● **Consigne**
Prolongez le reportage sur la soirée électorale de « En Marche ! » à La Boate en rédigeant la suite de son dernier intertitre.

● **Extrait à lire**
C’est presque désormais une tradition. C’est à La Boate à Marseille que la “marche” a commencé. C’est encore ici que le premier acte s’est achevé. Après la victoire d’Emmanuel Macron, pas de triomphalisme. La route est encore longue. Reportage.
« Vous avez vu, ce n’est pas la même ambiance ». Une heure avant la proclamation des résultats, les visages sont plus graves qu’il y a quinze jours. « Au premier tour, on ne s’y attendait pas vraiment… » Mais aujourd’hui, ce 7 mai 2017, « marcheuses » et « marcheurs », comme on les appelle désormais attendent, avec cette impatience des grands jours, à La Boate, à Marseille. C’est dans ce lieu devenu QG de campagne de « En Marche ! » que tout a commencé pour eux, il y a de cela presque un an. Ils attendent un brin angoissés mais confiants, le dénouement de ces longs « mois de combat ».
19h30. La pression monte d’un cran, lorsque les journalistes de différents médias locaux, nationaux voire même internationaux, à l’image d’Euronews, arrivent les uns après les autres. Tous se placent pour trouver le meilleur angle. Pour capter ce moment où se lira sur les visages la déception ou la joie, la désillusion ou la satisfaction. On ne change pas ici, c’est la chaîne du service public qui délivre les premières informations. Petits bugs de réceptions et petites frayeurs de ne pas voir en direct la proclamation des résultats. Tout le monde se déconnectent du wifi, et voilà que les dernières secondes défilent. Serrés les uns contre les autres, les yeux rivés sur le grand écran, les cœurs battent à vive allure dans les poitrines. Le pourcentage s’affiche enfin et l’image du nouveau chef de l’Etat apparaît. 65,8%. Emmanuel Macron devient le nouveau président de la République.
Explosion de joie générale. Sous les crépitements des flashs et des caméras, ils clament « on a gagné ! On a gagné ! » Tous sautent, crient, s’embrassent, pleurent, se félicitent d’y être arrivés. D’avoir gagné, sans ambiguïté. Marine Le Pen n’est qu’à 34,2%. Corinne Versini, référente de « En Marche ! » dans les Bouches-du-Rhône est une nouvelle fois au centre de toutes les attentions. A chaud, elle confie émue « ce qui était important, c’est le score, il fallait vraiment qu’on redresse la France et que l’on donne une leçon à tout le monde. Ça va être un renouveau, on va vraiment écrire une nouvelle page de la politique française. C’est extraordinaire. » Beaucoup sont émus « parce qu’on est parti de rien ».
“Le progrès face à la régression”

Relevés de points étiquetés
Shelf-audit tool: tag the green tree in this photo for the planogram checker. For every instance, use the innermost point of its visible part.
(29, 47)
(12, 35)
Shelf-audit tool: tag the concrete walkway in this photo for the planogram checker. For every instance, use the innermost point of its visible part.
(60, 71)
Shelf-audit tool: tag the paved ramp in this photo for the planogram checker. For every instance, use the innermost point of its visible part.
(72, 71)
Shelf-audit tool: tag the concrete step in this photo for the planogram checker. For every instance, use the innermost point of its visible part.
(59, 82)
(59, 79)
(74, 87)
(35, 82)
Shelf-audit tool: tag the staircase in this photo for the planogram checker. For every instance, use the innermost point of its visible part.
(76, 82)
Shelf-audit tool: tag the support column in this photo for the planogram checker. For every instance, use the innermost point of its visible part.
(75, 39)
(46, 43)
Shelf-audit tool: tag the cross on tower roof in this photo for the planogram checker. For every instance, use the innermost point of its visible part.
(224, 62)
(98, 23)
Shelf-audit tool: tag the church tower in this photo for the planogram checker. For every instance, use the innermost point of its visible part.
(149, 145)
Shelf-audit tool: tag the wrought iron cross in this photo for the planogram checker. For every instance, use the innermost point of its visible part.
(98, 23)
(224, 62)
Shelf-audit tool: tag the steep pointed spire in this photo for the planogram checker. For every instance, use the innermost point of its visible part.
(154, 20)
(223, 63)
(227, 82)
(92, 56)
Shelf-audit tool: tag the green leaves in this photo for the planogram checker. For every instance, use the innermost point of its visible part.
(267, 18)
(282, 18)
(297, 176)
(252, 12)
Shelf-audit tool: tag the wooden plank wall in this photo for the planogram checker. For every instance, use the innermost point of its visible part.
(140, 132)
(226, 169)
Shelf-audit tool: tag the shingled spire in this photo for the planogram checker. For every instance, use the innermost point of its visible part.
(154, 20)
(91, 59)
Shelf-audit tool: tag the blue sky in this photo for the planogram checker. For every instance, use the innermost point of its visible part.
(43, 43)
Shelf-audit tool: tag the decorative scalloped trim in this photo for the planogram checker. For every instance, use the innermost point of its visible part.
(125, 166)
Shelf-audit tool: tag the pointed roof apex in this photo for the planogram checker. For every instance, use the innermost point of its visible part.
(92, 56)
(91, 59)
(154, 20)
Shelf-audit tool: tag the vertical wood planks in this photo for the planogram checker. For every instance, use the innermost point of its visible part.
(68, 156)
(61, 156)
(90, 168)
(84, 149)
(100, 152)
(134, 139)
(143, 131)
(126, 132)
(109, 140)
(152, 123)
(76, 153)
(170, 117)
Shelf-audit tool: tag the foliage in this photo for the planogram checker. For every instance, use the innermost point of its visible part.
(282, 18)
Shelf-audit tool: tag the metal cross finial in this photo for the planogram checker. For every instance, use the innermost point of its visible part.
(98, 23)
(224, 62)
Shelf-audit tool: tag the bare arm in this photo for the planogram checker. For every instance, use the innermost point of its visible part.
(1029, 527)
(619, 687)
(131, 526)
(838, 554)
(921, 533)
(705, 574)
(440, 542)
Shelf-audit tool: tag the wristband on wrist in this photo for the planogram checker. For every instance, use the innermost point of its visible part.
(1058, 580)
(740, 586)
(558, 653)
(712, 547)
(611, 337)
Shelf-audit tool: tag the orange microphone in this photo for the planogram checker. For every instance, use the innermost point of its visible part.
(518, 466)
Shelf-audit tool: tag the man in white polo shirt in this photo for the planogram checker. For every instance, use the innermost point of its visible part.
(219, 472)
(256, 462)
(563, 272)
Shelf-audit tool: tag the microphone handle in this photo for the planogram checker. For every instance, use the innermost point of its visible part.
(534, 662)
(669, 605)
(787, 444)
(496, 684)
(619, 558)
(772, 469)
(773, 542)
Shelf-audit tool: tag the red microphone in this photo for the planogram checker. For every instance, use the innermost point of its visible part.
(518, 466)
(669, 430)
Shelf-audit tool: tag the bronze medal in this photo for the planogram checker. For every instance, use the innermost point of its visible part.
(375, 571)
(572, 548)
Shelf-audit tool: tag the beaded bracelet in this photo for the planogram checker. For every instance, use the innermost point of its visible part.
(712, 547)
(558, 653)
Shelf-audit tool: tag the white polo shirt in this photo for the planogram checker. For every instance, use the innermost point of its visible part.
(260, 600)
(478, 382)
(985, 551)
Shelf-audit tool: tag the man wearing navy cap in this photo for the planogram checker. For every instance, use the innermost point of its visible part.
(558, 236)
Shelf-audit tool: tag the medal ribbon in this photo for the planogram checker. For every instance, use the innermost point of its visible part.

● **Résultat obtenu**
L’heure est à la célébration, aux déclarations des uns et des autres. Verre à la main on trinque, le sourire aux lèvres et pourtant, pas de triomphalisme pour autant. Le discours quelques minutes plus tard de Corinne Versini à l’attention de tous ceux qui ont travaillé à ses côtés, frappés aux portes, arpentés les rues le démontre… « Emmanuel Macron l’a fait. Nous l’avons fait ! Le progrès face à la régression. Nous, Français avons décidé de rassembler collectivement. Il y a un an, nous étions peu à y croire. C’est la juste récompense d’un travail fourni sans relâche depuis un an. Le pari est réussi mais il nous faut maintenant transformer l’essai, le premier engagement d’Emmanuel Macron, c’est de remettre de l’éthique dans la politique. » De nombreux défis les attendent et le discours du nouveau chef de l’Etat, est dans la même veine. Grave…
C’est une première victoire de remporter, une seule. Il faudra désormais gagner la bataille des législatives qui s’annonce encore plus difficile. C’est vers ce scrutin désormais que tous les regards se tournent. Patrice Thévenin, candidat à l’investiture « En Marche ! » dans le 5e secteur de Marseille, juge que le score d’Emmanuel Macron n’a rien avoir avec le front républicain qui s’était dressé en 2002, lors du face-à-face, Chirac-Jospin. « Si nous avions fait 80%, cela aurait été le cas, mais là, cela montre que ce sont des votes d’adhésions au programme ».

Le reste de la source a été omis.